Please repeat the rows below, changing each "instance" to "occurrence" and leaving everything else unchanged.
* Start *
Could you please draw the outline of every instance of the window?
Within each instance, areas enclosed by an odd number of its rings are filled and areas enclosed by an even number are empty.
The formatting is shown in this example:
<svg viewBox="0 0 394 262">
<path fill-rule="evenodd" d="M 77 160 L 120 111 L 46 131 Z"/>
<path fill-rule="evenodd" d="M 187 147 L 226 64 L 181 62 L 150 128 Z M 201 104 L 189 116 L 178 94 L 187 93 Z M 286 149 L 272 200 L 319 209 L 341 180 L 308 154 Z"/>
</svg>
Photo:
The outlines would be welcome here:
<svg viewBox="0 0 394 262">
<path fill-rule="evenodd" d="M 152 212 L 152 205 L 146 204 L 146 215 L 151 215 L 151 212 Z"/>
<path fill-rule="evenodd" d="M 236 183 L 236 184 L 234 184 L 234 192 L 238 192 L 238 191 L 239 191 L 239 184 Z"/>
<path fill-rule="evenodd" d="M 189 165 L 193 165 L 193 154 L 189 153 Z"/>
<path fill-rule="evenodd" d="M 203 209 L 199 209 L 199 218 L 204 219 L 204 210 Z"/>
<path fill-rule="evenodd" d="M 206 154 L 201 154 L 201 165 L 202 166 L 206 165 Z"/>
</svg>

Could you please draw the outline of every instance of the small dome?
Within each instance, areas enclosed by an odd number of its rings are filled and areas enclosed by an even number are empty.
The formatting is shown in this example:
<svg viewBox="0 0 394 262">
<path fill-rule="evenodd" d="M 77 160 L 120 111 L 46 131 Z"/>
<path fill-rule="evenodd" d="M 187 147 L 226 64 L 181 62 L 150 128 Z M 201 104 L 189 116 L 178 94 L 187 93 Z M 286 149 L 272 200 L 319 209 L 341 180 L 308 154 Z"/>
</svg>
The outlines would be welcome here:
* End *
-- Solution --
Could you please draw the outline of every occurrence of the window?
Within each occurrence, areas enclosed by an odd number of its rings are filled and areas enclosed by an even number are empty.
The formatting is shown in this example:
<svg viewBox="0 0 394 262">
<path fill-rule="evenodd" d="M 77 160 L 120 111 L 46 131 Z"/>
<path fill-rule="evenodd" d="M 187 147 L 226 64 L 181 62 L 150 128 Z M 201 104 L 189 116 L 178 94 L 187 93 Z M 286 149 L 272 200 L 319 209 L 341 180 L 308 154 Z"/>
</svg>
Photo:
The outlines would be welcome here:
<svg viewBox="0 0 394 262">
<path fill-rule="evenodd" d="M 152 212 L 152 205 L 146 204 L 146 215 L 151 215 L 151 212 Z"/>
<path fill-rule="evenodd" d="M 236 183 L 236 184 L 234 184 L 234 192 L 238 192 L 238 191 L 239 191 L 239 184 Z"/>
<path fill-rule="evenodd" d="M 189 165 L 193 165 L 193 154 L 189 153 Z"/>
<path fill-rule="evenodd" d="M 203 209 L 199 209 L 199 218 L 204 219 L 204 210 Z"/>
<path fill-rule="evenodd" d="M 206 154 L 201 154 L 201 165 L 202 166 L 206 165 Z"/>
</svg>

Could you please draw the outline of every occurrence of the small dome?
Within each occurrence, areas enclosed by an odd number of its rings are filled and areas enclosed by an even number are empty.
The formatting is shown in this example:
<svg viewBox="0 0 394 262">
<path fill-rule="evenodd" d="M 77 160 L 120 111 L 46 131 Z"/>
<path fill-rule="evenodd" d="M 187 147 L 226 64 L 181 62 L 150 128 Z M 201 104 L 189 116 L 178 94 L 187 93 Z M 286 149 L 272 200 L 319 209 L 341 180 L 308 154 Z"/>
</svg>
The outlines would be welcome here:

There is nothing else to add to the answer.